## CONSIGNE
Répondez aux questions suivantes d'après le texte sur Ali Sadreddin Bayanouni.
1. En quelle année rejoint-il la branche syrienne des Frères musulmans ?
2. Dans quel pays s'établit-il lorsqu'il quitte la Syrie en 1979 ?
3. Dans quelle ville est-il installé aujourd'hui ?

## TEXTE SUPPORT

Ali Sadreddin Bayanouni est né en 1938 dans une famille religieuse d'Alep, la capitale du nord de la Syrie. Dès 1954, alors qu'il entame des études de droit, il rejoint la branche syrienne des Frères musulmans (1). Emprisonné au milieu des années 1970 du fait de ses activités au sein de la confrérie (son père, arrêté pour les mêmes raisons, meurt en détention à Alep en 1975), il en devient le numéro deux en 1977 et quitte le pays en 1979 pour s'établir en Jordanie. Il devient le chef suprême de la branche syrienne de l'organisation islamique en 1996. En 2000, il doit s'exiler à nouveau, à la demande des autorités jordaniennes : il faut sans doute y voir un geste de bonne volonté d'Abdallah II vis-à-vis de Bachar el-Assad, qui vient de succéder à son père Hafez, décédé en juin. Installé aujourd'hui à Londres, Ali Sadreddin Bayanouni devrait quitter la direction des Frères musulmans au printemps 2008 au terme des deux mandats de six ans prévus par les statuts de son mouvement, qui apparaît comme l'un des plus structurés parmi ceux qui composent l'opposition syrienne, en dépit des handicaps dont il souffre : les principaux responsables des Frères vivent en exil depuis bientôt quarante ans, et l'appartenance à la confrérie reste passible de mort en Syrie.Pour tenter de rompre avec cet isolement imposé par le régime, les Frères musulmans syriens se sont convertis, au moins dans leurs discours, à un certain pragmatisme politique : ils ont noué des liens avec l'opposition laïque, au grand dam des autorités de Damas qui ont longtemps profité de la réprobation que les Frères suscitaient après les violences de la fin des années 1970 - des violences décrites par les spécialistes de la région comme la première guerre civile à avoir opposé, au Proche-Orient, un pouvoir autoritaire et un mouvement islamiste (2).

## DONNÉES

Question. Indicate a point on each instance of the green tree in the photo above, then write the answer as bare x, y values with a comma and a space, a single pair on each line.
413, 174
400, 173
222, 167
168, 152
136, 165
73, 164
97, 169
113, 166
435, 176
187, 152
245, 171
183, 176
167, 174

## CORRIGÉ
1. En 1954.
2. En Jordanie.
3. À Londres.